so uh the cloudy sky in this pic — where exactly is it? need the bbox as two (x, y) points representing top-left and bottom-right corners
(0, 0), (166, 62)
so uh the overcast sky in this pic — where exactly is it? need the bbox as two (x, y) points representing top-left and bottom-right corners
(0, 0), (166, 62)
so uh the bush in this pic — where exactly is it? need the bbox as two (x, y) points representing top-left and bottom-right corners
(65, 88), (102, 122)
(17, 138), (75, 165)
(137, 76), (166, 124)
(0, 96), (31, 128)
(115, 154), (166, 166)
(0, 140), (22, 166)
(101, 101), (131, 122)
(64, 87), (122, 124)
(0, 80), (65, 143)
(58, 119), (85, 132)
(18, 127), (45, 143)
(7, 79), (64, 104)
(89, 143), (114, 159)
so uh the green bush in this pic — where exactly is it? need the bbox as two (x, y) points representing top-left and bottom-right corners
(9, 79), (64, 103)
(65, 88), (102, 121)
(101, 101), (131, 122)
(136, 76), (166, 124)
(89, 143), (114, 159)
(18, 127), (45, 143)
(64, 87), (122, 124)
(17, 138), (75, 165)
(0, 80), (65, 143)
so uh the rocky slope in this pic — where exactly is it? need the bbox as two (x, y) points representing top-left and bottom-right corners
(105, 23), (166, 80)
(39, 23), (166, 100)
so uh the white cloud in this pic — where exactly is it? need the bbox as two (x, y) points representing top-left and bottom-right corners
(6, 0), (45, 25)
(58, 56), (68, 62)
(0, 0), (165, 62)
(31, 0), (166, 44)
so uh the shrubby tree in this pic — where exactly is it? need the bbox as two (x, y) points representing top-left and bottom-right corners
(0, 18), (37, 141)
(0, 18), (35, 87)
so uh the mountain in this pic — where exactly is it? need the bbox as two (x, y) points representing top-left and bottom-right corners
================================
### EXERCISE
Everything in the data above must be restated verbatim.

### EXERCISE SOLUTION
so uh the cloudy sky in this pic — where exactly is it? need the bbox as two (x, y) points representing top-left and bottom-right corners
(0, 0), (166, 62)
so uh the overcast sky in this pic — where exactly is it? need the bbox as two (x, y) points representing top-left and bottom-right corners
(0, 0), (166, 62)
so uh the bush in this pic — where exactly is it? need the bbox as two (x, y) points representing top-left and bottom-right corners
(65, 88), (102, 122)
(17, 138), (75, 165)
(137, 76), (166, 124)
(0, 96), (31, 128)
(115, 154), (166, 166)
(0, 140), (22, 166)
(101, 101), (131, 122)
(64, 87), (122, 124)
(0, 80), (65, 143)
(58, 119), (85, 132)
(18, 127), (45, 143)
(7, 79), (64, 104)
(89, 143), (114, 159)
so uh the green bush in this pic — where exactly is it? need the bbox as two (x, y) points representing top-left and bottom-right corners
(9, 79), (64, 103)
(65, 88), (102, 121)
(101, 101), (131, 122)
(136, 76), (166, 124)
(89, 143), (114, 159)
(18, 127), (45, 143)
(64, 87), (122, 124)
(17, 138), (75, 165)
(0, 80), (65, 143)
so uh the rocky slope in this pic — where exactly is it? need the bbox as two (x, y) points representing top-left and bottom-right corners
(105, 23), (166, 80)
(39, 23), (166, 100)
so uh the white cloud in this pic — where exactly is it? need the bbox as two (x, y) points representing top-left and bottom-right corners
(6, 0), (45, 25)
(58, 56), (68, 62)
(0, 0), (165, 62)
(31, 0), (166, 44)
so uh the shrubby tree in this pic — where exactly is it? need the bbox as two (x, y) points representing top-left and bottom-right corners
(0, 18), (37, 141)
(0, 18), (35, 87)
so uh the mountain in this pic — where exactly is it? need the bbox as two (x, y) points representing top-left and bottom-right corners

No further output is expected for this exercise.